■ 原文の抜粋:
######
すぷりんぐぶろぐ

桜と絵本と豆乳と

自分の舞台裏に集中せよ

2018年02月18日 | 読書

(20180218 久しぶりの青さが嬉しい)

Volume97
 「むかしは、舞台裏というものは見せませんでした、見せないのがふつうでしたが、この頃のテレビでは、見えないところを見せる、つまり覗かせる。見る方も覗き趣味を満足させる。」

 文句なくフィギュアスケートの金・銀メダル獲得は凄かった。

 そして同時に、その後の報道の多さにもタマゲテしまう。

 快挙と呼んでいいことだから、放送局がこぞって報道するのは仕方ないが、どうにも食傷気味になるので、別のことも思い浮かぶ。


 肝心なのは「舞台の上」。

 スポーツ選手も一種の表現者とみれば、そこでのパフォーマンスこそが求められるわけで、「観客」もまたそこに注目すればいい。
 実際に生で観られる人は、これ以上ない感動の空間を共にできるし、テレビでもLIVEであれば独特の緊張感を持って、その舞台に目を向けられる。

 もちろん、そこに到るまでの苦労や努力、生い立ち、背景、そして関わった人たちの支え、援助…それらは必須で、重要で、興味深いものだ。
 しかしあまりに過剰に、微細に、それらを描き出す、見えなくていい事まで引っぱりだすのはいかがなものか…と、自分自身にもある覗き趣味を反省しながら考えてしまった。

 覗き趣味で満足しているようでは、誰しも持つべき自分の「舞台裏」や「楽屋」に集中することはできないのではないかな。

 引用したことばは、画家安野光雅が対談本で語ったこと。

求められるのはタフさ

2018年02月17日 | 読書


2018読了14~「村上さんのところ」へ五日間④
 『村上さんのところ』(村上春樹 新潮社)


 かつて飲食店を経営し、物書き以外の音楽、猫、ランニング等々の多彩な趣味嗜好を持つ。また当然ながら海外文学や映画などにも造詣が深い。毎年「ノーベル文学賞候補」になり(「正式な候補」はないと著者は記すが)迷惑そうだ。お気に入りの作家にカズオ・イシグロの名を挙げていたのは、さすが?と思った。


 知ってはいたが、本当に音楽の幅は広くその話題もずいぶんあった。ジャズ、クラッシック、ロック…かなり意識的に聴き込んでいる。単なる趣味と呼べない範疇にあるのだ。「新しい音楽を聴くことが億劫になってきて」という質問に対して、次のようにさらっと応えられる高齢者(笑)は、そんなにいないのではないか。

Quote 034
 積極的に常に新しい音楽を聞き続けるという努力(かなりの努力です)をしていかないと、耳は確実に衰えます。


 「村上さん」独特の性的表現に関しては読者の立場によって、様々な反応があるものだ。不倫をしていて…という内容が目立つことも特徴か。そういう傾向に不安を持つ若いファンもいたりして面白い。女子高生にダイエットのことを訊かれ、「体重を減らす三つの方法」はこれしかないと応えたのはチャーミングだ。
######
■ 実施する作業:
**a.** 読書ブログの文章について、次の問いに答えよ。
(i) 2018年02月18日の記事で引用されたことばは、誰が何の中で語ったものか。
(ii) 『村上さんのところ』の出版社はどこか。
(iii) お気に入りの作家として名前が挙げられていたのは誰か。
**b.** 読書ブログの文章では、観客は「舞台の上」に注目すればいいとされている。そう考える理由を、文章に書かれている範囲で一〜三文で説明せよ。
**c.** 読書ブログの文章の最後の文「女子高生にダイエットのことを訊かれ、「体重を減らす三つの方法」はこれしかないと応えたのはチャーミングだ。」の後から、続きを書いてください。
######
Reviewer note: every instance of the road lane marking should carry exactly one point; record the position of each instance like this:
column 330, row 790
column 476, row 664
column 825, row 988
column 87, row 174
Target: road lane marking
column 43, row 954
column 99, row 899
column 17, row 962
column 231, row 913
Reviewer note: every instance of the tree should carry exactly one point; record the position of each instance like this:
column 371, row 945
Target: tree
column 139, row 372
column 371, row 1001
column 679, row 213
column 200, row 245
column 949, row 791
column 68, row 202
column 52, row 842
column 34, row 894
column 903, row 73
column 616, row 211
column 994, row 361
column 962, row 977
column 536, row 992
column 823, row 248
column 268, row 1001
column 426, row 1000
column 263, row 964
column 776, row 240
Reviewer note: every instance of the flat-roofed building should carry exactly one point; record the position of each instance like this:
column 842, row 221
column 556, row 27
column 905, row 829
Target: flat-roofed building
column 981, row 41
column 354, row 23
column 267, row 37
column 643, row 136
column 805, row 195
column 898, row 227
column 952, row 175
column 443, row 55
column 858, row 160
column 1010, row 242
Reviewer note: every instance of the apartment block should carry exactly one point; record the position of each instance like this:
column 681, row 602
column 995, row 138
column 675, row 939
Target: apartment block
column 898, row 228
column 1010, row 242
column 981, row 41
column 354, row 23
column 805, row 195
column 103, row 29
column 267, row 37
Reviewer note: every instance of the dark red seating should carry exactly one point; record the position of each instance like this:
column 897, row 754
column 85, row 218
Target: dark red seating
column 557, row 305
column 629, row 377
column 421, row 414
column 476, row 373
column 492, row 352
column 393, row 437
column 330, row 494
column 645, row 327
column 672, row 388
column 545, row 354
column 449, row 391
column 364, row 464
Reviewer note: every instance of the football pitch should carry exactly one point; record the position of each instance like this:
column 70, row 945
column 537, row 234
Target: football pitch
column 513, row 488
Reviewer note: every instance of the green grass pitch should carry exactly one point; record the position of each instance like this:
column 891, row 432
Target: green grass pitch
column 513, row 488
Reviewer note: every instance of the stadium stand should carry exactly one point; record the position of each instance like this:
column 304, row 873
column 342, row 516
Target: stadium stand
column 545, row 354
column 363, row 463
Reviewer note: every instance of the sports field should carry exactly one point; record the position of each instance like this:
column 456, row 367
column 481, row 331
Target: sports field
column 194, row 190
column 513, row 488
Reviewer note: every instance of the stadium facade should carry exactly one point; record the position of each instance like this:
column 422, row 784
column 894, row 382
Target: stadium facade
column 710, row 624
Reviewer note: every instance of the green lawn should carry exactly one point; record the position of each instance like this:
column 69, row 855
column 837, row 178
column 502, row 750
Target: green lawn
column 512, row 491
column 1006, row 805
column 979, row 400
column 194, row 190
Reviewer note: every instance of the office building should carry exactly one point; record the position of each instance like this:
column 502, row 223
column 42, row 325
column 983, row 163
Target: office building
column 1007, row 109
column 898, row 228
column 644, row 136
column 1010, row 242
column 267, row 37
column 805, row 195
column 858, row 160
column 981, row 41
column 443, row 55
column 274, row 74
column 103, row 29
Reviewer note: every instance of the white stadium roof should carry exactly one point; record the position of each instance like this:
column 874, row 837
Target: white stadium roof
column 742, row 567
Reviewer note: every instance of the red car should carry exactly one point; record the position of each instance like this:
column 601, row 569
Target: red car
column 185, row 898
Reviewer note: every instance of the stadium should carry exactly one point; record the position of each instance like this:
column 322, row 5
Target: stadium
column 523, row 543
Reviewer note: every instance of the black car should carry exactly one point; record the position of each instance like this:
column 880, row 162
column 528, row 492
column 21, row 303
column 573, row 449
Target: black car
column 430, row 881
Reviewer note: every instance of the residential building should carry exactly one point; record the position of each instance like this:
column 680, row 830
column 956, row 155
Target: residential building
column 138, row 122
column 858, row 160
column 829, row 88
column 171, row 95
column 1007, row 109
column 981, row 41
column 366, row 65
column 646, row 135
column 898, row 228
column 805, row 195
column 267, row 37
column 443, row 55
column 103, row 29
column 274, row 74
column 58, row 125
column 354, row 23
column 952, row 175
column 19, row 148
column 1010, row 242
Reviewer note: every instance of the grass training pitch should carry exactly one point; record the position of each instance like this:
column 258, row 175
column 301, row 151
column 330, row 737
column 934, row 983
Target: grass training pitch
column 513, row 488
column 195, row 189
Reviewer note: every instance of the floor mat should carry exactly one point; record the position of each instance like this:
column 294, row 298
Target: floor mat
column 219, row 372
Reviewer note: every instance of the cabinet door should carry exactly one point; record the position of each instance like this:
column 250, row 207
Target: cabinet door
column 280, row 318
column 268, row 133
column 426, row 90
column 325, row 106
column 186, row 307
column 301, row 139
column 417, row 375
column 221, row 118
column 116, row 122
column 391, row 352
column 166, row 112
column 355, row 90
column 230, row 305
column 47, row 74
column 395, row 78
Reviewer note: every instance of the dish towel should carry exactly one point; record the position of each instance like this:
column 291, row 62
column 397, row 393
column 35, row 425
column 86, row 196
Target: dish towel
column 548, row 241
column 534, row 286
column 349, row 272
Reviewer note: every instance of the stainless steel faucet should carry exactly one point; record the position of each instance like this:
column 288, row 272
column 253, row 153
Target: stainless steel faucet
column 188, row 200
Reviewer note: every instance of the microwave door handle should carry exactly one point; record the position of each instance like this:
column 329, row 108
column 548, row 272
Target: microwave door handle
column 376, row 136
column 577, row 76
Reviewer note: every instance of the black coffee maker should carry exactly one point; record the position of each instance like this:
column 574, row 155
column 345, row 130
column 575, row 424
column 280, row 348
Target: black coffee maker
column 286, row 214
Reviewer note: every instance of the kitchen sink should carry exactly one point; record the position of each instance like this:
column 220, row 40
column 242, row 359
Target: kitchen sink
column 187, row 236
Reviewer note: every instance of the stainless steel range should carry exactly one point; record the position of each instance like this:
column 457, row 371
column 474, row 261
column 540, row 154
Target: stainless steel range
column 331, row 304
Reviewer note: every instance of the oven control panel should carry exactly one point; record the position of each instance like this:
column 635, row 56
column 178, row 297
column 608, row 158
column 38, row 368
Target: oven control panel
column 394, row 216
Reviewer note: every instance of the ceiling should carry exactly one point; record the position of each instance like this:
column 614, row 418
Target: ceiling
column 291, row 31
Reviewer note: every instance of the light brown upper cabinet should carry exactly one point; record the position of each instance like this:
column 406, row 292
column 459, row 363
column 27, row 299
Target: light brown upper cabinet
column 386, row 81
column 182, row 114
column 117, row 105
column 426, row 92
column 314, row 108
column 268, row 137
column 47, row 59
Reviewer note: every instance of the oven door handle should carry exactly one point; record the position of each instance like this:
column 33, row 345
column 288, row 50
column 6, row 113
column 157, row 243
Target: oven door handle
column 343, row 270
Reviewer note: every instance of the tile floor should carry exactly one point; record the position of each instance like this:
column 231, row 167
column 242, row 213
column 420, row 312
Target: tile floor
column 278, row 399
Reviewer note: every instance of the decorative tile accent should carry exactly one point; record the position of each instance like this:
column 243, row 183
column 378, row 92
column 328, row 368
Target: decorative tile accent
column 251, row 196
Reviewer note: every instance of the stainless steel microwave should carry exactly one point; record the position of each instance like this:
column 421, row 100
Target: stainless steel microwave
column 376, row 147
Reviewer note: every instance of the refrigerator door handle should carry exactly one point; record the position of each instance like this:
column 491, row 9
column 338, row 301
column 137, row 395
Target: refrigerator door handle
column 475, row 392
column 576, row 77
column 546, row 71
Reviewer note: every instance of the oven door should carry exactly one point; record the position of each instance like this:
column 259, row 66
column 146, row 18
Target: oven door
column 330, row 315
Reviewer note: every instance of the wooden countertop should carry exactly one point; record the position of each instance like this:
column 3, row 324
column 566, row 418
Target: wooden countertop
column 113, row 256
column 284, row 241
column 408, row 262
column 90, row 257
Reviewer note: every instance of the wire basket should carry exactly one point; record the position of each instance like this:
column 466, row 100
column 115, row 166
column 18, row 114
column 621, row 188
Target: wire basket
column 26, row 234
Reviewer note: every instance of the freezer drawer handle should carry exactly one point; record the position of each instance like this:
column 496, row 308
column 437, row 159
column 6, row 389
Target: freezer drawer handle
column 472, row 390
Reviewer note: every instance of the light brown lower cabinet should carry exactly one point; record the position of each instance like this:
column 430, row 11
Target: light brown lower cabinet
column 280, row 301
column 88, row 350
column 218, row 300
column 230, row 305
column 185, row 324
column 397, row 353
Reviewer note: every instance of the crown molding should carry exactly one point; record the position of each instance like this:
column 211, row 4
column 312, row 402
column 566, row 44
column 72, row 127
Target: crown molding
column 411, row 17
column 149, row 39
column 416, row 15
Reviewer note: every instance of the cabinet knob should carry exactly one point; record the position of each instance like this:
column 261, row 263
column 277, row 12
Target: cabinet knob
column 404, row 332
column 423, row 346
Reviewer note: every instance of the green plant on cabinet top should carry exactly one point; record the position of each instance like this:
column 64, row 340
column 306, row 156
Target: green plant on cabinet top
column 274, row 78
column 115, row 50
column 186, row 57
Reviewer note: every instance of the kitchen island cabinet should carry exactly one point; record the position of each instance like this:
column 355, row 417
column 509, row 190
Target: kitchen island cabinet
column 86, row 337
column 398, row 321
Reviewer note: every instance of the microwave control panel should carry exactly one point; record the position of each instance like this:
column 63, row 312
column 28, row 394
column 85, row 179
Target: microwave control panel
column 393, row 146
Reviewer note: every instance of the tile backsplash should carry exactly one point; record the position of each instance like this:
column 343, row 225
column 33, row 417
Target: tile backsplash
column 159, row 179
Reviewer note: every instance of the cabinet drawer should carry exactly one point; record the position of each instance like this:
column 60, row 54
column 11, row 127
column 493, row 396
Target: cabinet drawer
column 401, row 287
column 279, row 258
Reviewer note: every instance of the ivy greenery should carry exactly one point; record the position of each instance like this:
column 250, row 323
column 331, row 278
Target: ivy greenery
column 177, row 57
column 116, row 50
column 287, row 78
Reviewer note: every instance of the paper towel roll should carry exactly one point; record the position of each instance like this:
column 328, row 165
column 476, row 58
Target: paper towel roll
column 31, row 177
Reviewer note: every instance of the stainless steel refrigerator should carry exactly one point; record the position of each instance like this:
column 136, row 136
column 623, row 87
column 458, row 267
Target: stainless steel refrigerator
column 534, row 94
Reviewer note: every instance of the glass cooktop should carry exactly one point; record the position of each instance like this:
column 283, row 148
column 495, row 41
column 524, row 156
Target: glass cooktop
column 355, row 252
######
■ 演習の結果:
**a.**
(i) 画家の安野光雅が対談本の中で語ったもの
(ii) 新潮社
(iii) カズオ・イシグロ

**b.** スポーツ選手も一種の表現者とみれば、求められるのは舞台の上でのパフォーマンスだからだ。また、生で観られる人はこれ以上ない感動の空間を共にできる。テレビでもLIVEであれば、独特の緊張感を持って舞台に目を向けられるからだ。

**c.**
Quote 048
 ①食べ物を減らす(適正な量にする)
 ②日々適度な運動をする 
 ③恋をする
 最後のやつはけっこうききますよ。


 宗教、カルト、原発(「核発」という語を使用)のことなど重い話題で締めつつも、ややオヤジギャグっぽい表現があったり、深刻な相談に対してもふわっとスルーしていく回もあったりして、退屈しなかった。編集後記で「村上さん」の「一に足腰、二に文体」という言葉を知った。一番求められるのは「タフさ」である。


あなた自身に与える教育

2018年02月16日 | 読書

(20180204 「佐藤信淵」幟はためいて)

2018読了14~「村上さんのところ」へ五日間③
 『村上さんのところ』(村上春樹 新潮社)


 学生(小から大)や教員からの投稿が結構あった。「学校」「教育」をダイレクトに訊く内容もある。この作家は、その類に関してあまり積極的に意見を述べない印象があるし、実際に分量は少ない。しかし世界中で読まれている日本人作家が、少しそっけなく教育について語っている文章は興味深い。

Quote 078
 道徳というのはまわりの大人が率先して見せるものであって教えるものではないような気がします。いくら教えても、大人がそれを実行していないようでは、子供は納得しませんよね。

Quote 337
 学校を拒否するのは敗北ではありません。ただの宣言です。その力を良い方向に向けなくては。

Quote 458
 高校3年間を過ごすにあたって、ひとつだけやるべきこと?自らを健全に懐疑することではないでしょうか。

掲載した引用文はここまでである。